**СТАТЬЯ:**
------------------------------------------------------------------------

Вот это "уродство" истории, о котором здесь говорит Божко, есть вечная
повторяемость и "скука" тех законов, по которым человеку суждено жить в
настоящем. Но по Платонову (и по соцреализму), при новом строе сама история
как бы все время идет на подъем, потому что ее сложившиеся в прежнее время
законы отменены. В "Сокровенном человеке", например, есть такое рассуждение
о красноармейцах, едущих на фронт:
"Молодые, они строили себе новую страну для долгой будущей жизни, в
неистовстве истребляя все, что не ладилось с их мечтой о счастье бедных
людей, которому они были научены политруком. # Они еще не знали ценности
жизни, и поэтому им была неизвестна трусость -- жалость потерять свое тело.
Из детства они вышли в войну, не пережив ни любви, ни наслаждения мыслью, ни
созерцания того неимоверного мира, где они находились. Они были неизвестны
самим себе. Поэтому красноармейцы не имели в душе цепей, которые приковывали
бы их внимание к своей личности. Поэтому они жили полной общей жизнью с
природой и историей,-- и история бежала в те годы, как паровоз, таща за
собой на подъем всемирный груз нищеты, отчаяния и смиренной косности".
Но теперешняя история, запечатленная в вечном и неизменном времени,
снова оказывается удалена и оторвана от реальной жизни, это именно та
выдуманная большевиками история, которую они навязывают и в которую насильно
"втягивают" всю страну, как паровоз, ведущий за собой состав: за ней-то
реальной жизни и приходится бежать, не поспевая ("задрав штаны, бежать за
комсомолом", согласно Есенину). Именно это вечное "историческое" время -
треплет и морит людей в их жизни, заставляя страдать и перекраивать
привычную жизнь по идеальным образцам:
"Историческое время и злые силы свирепого мирового вещества совместно
трепали и морили людей, а они, поев и отоспавшись, снова жили, розовели и
верили в свое особое дело".
Вполне ли сам Платонов стоит на точке зрения именно такой "исторической
необходимости", сказать трудно. Скорее, все-таки, он сохраняет по отношению
к ней - и позволяет сохранять нам - определенную дистанцию. Уж очень круто
она обходится с его народом.

------------------------------------------------------------------------

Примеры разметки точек
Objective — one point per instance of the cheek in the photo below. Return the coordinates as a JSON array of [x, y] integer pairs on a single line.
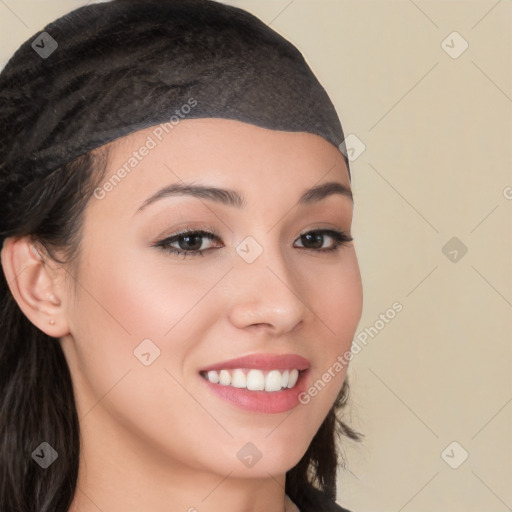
[[335, 295]]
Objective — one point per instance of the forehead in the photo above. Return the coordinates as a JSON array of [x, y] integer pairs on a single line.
[[259, 161]]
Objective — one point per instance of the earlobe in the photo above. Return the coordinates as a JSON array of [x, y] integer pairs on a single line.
[[35, 285]]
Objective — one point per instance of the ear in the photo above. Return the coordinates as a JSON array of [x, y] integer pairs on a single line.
[[36, 284]]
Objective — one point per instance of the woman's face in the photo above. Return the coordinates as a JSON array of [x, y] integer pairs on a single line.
[[145, 321]]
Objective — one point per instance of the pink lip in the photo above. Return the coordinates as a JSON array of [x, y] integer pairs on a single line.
[[261, 401], [262, 362]]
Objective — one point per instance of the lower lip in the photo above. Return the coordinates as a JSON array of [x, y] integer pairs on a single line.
[[267, 402]]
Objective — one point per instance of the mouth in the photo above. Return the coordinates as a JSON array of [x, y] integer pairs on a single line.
[[262, 383], [254, 379]]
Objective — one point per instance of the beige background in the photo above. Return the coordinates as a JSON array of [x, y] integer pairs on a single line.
[[437, 164]]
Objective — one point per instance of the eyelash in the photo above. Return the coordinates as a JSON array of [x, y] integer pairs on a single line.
[[340, 238]]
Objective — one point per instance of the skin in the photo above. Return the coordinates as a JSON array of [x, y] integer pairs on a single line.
[[153, 436]]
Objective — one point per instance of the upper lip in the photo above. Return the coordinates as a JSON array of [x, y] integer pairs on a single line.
[[262, 362]]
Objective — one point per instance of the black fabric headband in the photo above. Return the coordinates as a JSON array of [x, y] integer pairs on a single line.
[[106, 70]]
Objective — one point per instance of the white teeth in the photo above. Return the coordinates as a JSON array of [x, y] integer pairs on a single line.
[[273, 381], [292, 379], [224, 378], [238, 379], [254, 380], [284, 381]]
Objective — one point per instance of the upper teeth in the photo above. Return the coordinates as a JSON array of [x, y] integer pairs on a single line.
[[254, 380]]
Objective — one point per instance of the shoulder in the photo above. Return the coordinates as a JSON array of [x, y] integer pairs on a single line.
[[314, 500]]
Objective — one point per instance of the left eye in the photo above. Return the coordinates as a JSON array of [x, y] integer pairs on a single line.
[[190, 242]]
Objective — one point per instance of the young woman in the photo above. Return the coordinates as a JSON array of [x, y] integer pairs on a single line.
[[179, 283]]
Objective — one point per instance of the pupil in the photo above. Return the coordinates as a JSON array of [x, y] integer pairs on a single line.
[[317, 239], [191, 246]]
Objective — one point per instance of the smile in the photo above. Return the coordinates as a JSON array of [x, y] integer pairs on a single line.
[[254, 379]]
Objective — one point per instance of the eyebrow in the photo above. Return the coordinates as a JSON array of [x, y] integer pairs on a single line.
[[233, 198]]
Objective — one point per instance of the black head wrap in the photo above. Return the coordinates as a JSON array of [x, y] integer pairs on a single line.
[[108, 69]]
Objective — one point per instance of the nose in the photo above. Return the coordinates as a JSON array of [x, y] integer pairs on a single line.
[[267, 295]]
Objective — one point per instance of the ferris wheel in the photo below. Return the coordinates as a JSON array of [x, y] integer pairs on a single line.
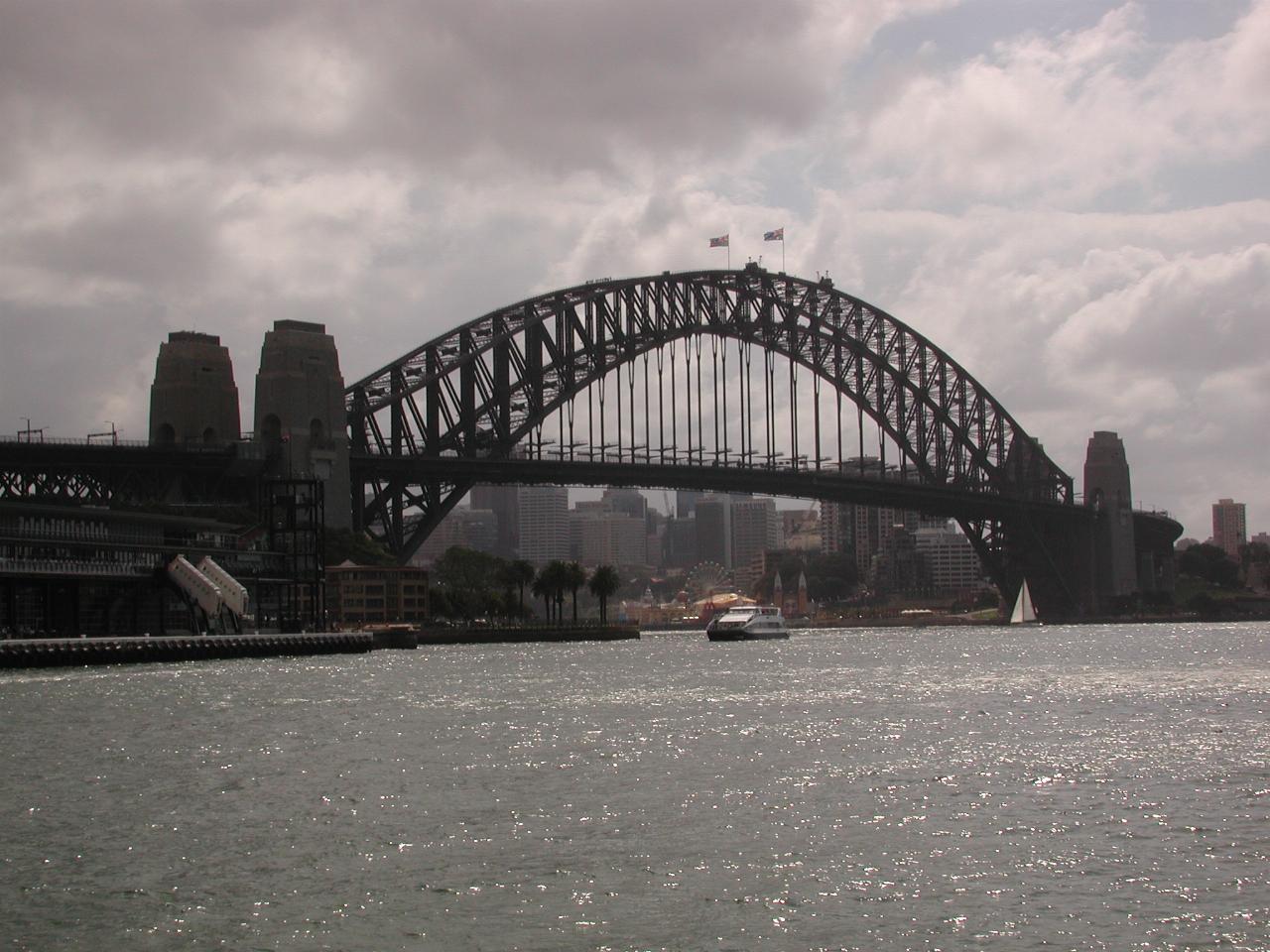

------------------------------------------------------------------------

**ФОРМУЛИРОВКА ЗАДАНИЯ:** Воспроизведите без изменений отрывок статьи о Платонове, который начинается со слов "Вполне ли сам" и заканчивается словами "с его народом.". Записи никак не связаны со статьей.

**РЕШЕНИЕ ЗАДАНИЯ:**
Вполне ли сам Платонов стоит на точке зрения именно такой "исторической
необходимости", сказать трудно. Скорее, все-таки, он сохраняет по отношению
к ней - и позволяет сохранять нам - определенную дистанцию. Уж очень круто
она обходится с его народом.